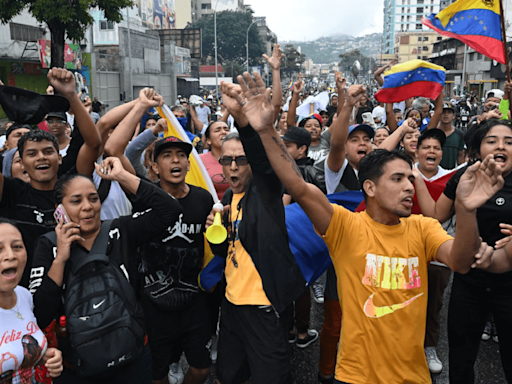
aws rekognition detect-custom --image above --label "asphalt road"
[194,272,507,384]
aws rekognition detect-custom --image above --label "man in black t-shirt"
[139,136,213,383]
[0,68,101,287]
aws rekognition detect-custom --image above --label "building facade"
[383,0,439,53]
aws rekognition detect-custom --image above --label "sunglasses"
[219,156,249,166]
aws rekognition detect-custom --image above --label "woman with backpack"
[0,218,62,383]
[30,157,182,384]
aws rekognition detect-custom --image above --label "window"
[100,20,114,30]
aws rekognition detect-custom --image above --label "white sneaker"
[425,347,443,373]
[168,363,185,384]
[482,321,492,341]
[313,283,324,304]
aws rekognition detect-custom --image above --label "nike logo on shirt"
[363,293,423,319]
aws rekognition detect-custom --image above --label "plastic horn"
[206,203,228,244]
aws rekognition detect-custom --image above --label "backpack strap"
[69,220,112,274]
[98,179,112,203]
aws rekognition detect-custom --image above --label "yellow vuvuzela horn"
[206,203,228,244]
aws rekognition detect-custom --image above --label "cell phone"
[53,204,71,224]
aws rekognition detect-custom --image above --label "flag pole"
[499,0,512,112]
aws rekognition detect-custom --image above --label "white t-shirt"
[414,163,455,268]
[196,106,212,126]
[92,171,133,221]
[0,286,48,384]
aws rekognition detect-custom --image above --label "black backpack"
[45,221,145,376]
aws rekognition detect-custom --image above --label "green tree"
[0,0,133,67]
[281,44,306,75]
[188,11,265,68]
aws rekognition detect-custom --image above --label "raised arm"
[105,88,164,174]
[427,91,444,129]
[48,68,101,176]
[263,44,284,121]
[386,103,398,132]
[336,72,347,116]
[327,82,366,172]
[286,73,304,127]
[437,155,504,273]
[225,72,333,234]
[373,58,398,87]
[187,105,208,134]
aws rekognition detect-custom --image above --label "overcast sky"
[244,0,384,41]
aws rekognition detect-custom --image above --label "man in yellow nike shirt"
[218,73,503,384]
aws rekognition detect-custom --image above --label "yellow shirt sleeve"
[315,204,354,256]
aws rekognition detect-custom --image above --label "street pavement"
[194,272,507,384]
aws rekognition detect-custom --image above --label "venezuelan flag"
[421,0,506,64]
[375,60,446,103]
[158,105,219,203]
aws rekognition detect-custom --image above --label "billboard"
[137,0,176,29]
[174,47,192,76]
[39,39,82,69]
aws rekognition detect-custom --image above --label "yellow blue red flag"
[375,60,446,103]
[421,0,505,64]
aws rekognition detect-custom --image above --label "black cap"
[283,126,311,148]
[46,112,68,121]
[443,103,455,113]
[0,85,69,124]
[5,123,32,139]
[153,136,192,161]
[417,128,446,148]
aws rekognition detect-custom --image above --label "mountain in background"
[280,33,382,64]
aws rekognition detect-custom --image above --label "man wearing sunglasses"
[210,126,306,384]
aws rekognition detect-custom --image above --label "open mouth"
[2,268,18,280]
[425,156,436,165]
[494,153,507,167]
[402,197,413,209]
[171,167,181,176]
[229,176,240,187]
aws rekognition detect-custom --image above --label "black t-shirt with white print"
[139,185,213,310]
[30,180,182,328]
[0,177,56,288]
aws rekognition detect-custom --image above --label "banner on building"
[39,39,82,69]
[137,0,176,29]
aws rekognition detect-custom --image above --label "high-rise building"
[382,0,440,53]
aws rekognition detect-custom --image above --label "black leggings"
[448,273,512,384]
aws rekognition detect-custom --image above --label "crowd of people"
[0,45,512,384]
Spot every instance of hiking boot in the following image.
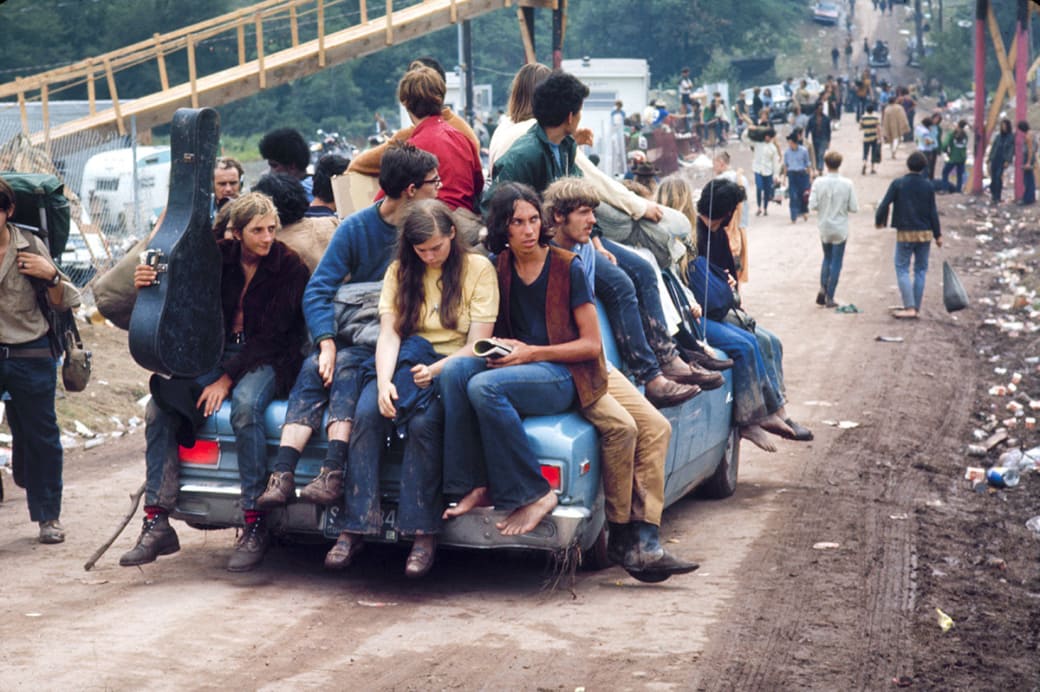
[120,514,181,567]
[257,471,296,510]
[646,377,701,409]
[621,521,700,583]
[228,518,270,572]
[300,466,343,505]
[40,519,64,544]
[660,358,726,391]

● ● ● ● ●

**Your goal:**
How many lines in the records above contain the word "building"? Reply with the number only.

**Solution below:**
3